EXERCISE DETAILS » Repeat every entry word for word. Images do not belong in the copy.
[SUPPLIED RECORDS Boundary: Start]
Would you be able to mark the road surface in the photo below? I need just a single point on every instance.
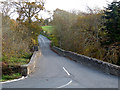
(54, 71)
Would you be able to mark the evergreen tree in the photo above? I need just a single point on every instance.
(112, 24)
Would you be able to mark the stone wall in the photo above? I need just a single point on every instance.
(92, 62)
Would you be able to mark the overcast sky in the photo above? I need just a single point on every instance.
(69, 5)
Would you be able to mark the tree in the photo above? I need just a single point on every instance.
(112, 24)
(28, 10)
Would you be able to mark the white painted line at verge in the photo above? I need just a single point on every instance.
(65, 84)
(14, 80)
(66, 71)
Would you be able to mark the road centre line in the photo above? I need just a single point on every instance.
(65, 84)
(22, 78)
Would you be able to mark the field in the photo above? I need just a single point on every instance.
(48, 29)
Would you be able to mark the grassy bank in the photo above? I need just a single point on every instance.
(48, 29)
(10, 77)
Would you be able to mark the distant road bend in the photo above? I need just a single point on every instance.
(54, 71)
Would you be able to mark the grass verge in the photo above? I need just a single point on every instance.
(10, 77)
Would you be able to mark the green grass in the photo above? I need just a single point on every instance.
(10, 77)
(48, 29)
(13, 61)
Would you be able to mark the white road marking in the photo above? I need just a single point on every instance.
(65, 84)
(66, 71)
(22, 78)
(43, 41)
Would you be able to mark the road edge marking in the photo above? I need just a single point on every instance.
(66, 71)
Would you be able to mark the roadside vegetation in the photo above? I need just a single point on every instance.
(95, 34)
(18, 36)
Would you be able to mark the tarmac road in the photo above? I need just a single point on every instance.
(54, 71)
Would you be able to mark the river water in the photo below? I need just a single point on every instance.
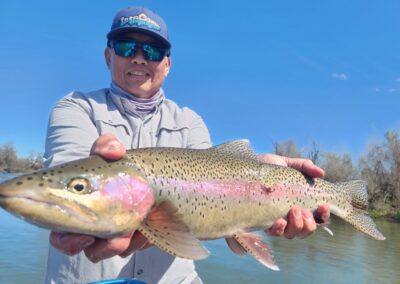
(348, 257)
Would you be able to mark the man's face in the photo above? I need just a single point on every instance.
(137, 75)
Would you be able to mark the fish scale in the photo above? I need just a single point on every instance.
(177, 197)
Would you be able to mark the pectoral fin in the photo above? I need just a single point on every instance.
(165, 228)
(251, 243)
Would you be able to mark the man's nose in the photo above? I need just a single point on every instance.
(138, 58)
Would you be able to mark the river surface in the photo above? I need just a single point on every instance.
(348, 257)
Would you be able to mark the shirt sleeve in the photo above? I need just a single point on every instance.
(198, 135)
(71, 131)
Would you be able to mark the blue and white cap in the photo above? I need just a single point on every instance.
(140, 20)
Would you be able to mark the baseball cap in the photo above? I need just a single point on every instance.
(141, 20)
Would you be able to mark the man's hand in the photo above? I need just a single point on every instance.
(299, 222)
(97, 249)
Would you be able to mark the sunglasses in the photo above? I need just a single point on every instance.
(128, 48)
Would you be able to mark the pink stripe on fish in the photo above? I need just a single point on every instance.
(133, 193)
(242, 189)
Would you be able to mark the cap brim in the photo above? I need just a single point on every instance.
(120, 31)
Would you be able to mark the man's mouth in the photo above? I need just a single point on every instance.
(137, 73)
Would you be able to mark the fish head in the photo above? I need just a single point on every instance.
(89, 196)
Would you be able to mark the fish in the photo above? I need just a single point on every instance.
(179, 197)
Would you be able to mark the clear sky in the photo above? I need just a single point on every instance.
(268, 71)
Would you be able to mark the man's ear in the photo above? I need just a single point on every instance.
(107, 56)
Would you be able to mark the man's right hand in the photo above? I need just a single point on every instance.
(97, 249)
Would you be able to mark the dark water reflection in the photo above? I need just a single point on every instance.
(348, 257)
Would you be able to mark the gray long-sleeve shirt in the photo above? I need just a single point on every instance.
(75, 123)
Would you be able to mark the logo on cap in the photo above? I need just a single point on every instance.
(140, 20)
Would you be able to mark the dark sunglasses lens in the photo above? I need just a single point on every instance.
(124, 48)
(153, 53)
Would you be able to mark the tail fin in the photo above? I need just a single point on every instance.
(359, 217)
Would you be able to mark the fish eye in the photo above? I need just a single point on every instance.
(79, 185)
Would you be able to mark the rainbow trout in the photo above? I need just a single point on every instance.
(177, 197)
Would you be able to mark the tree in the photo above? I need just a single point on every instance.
(288, 149)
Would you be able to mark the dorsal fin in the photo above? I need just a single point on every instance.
(239, 148)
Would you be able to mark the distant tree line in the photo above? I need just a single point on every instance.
(379, 167)
(11, 162)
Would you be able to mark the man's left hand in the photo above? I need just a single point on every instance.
(300, 222)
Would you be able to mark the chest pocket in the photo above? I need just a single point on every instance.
(119, 129)
(172, 135)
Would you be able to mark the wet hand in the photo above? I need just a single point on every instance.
(299, 222)
(97, 249)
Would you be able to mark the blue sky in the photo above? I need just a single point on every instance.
(268, 71)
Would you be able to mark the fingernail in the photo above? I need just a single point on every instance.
(85, 243)
(141, 246)
(308, 219)
(113, 145)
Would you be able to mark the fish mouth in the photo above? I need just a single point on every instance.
(58, 215)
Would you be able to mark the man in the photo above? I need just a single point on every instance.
(134, 113)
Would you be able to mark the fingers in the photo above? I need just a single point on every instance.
(109, 147)
(300, 223)
(323, 214)
(122, 246)
(102, 248)
(309, 225)
(273, 159)
(278, 228)
(295, 223)
(138, 242)
(70, 244)
(305, 166)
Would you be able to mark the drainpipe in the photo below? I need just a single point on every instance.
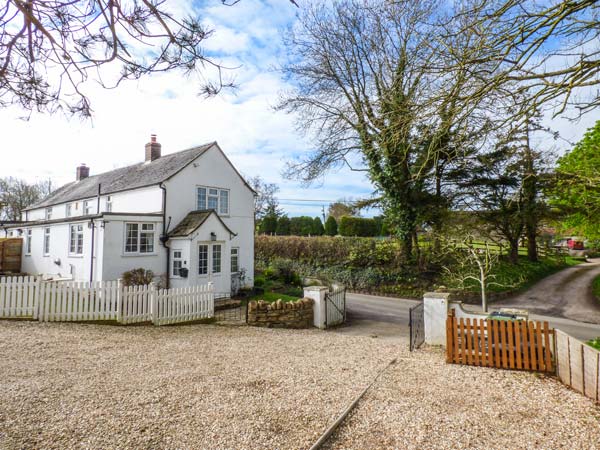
[SUPPLIED RECORDS Boundary: End]
TASK ANSWER »
Would you be able to mark the road surface in the photo below? I need just a single point on every instance.
(54, 71)
Would you be able to mark the evergreen tree in the photo above? I need just a single point on every instance.
(112, 24)
Would you be able to mark the stone wall in the photo above? I need just a single point on every instance.
(92, 62)
Would you be able to mark the overcast sky in the photo above? I need just a single point on every instance.
(69, 5)
Would you be able to mark the tree in the photo above? I need just a single point on every instance.
(112, 24)
(28, 10)
Would you be able to mark the white painted line at verge in the photo above? I need just a single point on every instance.
(65, 84)
(14, 80)
(66, 71)
Would you be able to mark the road centre line in the photo above? I need just a single point on every instance.
(65, 84)
(22, 78)
Would you be able to mark the field in the photo above? I need just a single point on every instance.
(48, 29)
Would you be able to mark the grassy bank in the photo above? I need just a single point on every instance.
(48, 29)
(10, 77)
Would you be able to mark the distant road bend in the photo above? I need just a single point on every instance.
(54, 71)
Would you be able to mark the grass verge in the photo above? I need just a single point on every instance.
(10, 77)
Would you be able to mark the green grass in the photo above? I need just a single point on every instance.
(10, 77)
(48, 29)
(13, 61)
Would you be able to mark the white road marking in the photo above? I need just a single point on every instance.
(65, 84)
(66, 71)
(22, 78)
(43, 41)
Would you be able to mark the road edge marking in the photo above? I need just a single point on every instance.
(66, 71)
Would you be able to mark the roadside vegetation in the photo above? I need just a single point on every instance.
(95, 34)
(18, 36)
Would you be able to mark the tarmac road in the photo above? I need just a single point on every instance.
(54, 71)
Would you be able to mark the river water in the photo below? I need just a single point on every instance.
(348, 257)
Would you be able to mark the man's face in the photo above? I need just a single point on every instance.
(137, 75)
Would you be able to mark the fish scale in the photo above? I need just a single point on every instance.
(177, 197)
Would you be able to mark the pectoral fin in the photo above? I need just a single point on every instance.
(165, 228)
(251, 243)
Would you be able to mark the man's nose in the photo above? I need just a single point on every instance.
(138, 58)
Would you be able to mark the river surface in the photo above? I need just a single point on every instance.
(348, 257)
Would you be able to mark the shirt sleeve in the photo above? I need just a single point on every instance.
(198, 135)
(71, 131)
Would you be able to mark the blue and white cap in the photo above? I need just a single point on every instance.
(140, 20)
Would you be able to mark the baseball cap in the photo above? I need just a single point on every instance.
(141, 20)
Would you be able to mark the man's hand in the photo above? I need just a single point on every instance.
(299, 222)
(97, 249)
Would you be able to mark the sunglasses in the photo above? I need just a single point on every instance.
(128, 48)
Would you be able to mark the pink stripe on fish in the photo above? I need just a single point on every instance.
(133, 193)
(242, 189)
Would you be able to mark the cap brim in the photo above? I need just a single point on every instance.
(120, 31)
Would you be able to mark the man's mouth in the photo above? I need just a single point on every instance.
(137, 73)
Would you be able to mark the fish head in the photo above? I need just a single point on every instance.
(89, 196)
Would you be able to mark the fish in the photo above? I need just a single point on every instance.
(179, 197)
Would you be able to mark the clear sky in the photo above? I need just a single point on every instance.
(268, 71)
Would you be able to mark the man's ear in the photo above? I need just a single point on every instance.
(107, 56)
Would you be able to mark the man's right hand in the photo above? I need just a single point on every instance.
(97, 249)
Would you be able to mark the dark water reflection in the photo above? I need just a single point on every instance.
(348, 257)
Would you be able to mark the gray long-sleeve shirt in the photo above? I need just a single point on every instance.
(75, 123)
Would you be able to mark the logo on cap in the photo above? I need just a single point on every instance.
(140, 20)
Would you be able to mark the dark sunglasses lens in the photo above? I need just a single point on every instance.
(124, 48)
(153, 53)
Would you be able to mark the tail fin in the photo above? I need just a single point on every instance.
(359, 217)
Would you be able to mark the fish eye in the photo above? I need just a single point on every instance.
(79, 185)
Would you be able to mark the rainbow trout in the photo above? I need just a single point on every instance.
(177, 197)
Would you be able to mark the tree in the photo above? I need just a single point on every instance.
(288, 149)
Would you be able to mark the dorsal fin in the photo above? I need just a single point on every instance.
(239, 148)
Would you be able to mark the distant tree line in the photo above? I need just a single point on every instance.
(379, 167)
(11, 162)
Would you be able to mark the man's left hand in the photo above? I need just a single point on every instance.
(300, 222)
Would you be able to mark the chest pocket in the photo above? I need just a single point on every instance.
(119, 129)
(172, 135)
Would you be able to mark the wet hand in the photo above? I need just a single point on every instance.
(299, 222)
(97, 249)
Would you be able to mark the blue sky in the photo above? I need just a single point on every instance.
(268, 71)
Would you be able to mark the fingernail in the photo above? I need just a single point on every instance.
(85, 243)
(141, 246)
(308, 219)
(113, 145)
Would you be able to mark the fish mouth in the photo above? I need just a single point on every instance.
(58, 215)
Would you be able to mark the man in the photo above? I need just a single point on every instance.
(134, 113)
Would you be able to mark the fingers in the photo above? I need just a single point on every instance.
(109, 147)
(300, 223)
(323, 214)
(122, 246)
(102, 248)
(309, 225)
(273, 159)
(278, 228)
(295, 223)
(138, 242)
(70, 244)
(305, 166)
Would you be able to mark the drainpipe in the photo below? I need just a single point on every instance.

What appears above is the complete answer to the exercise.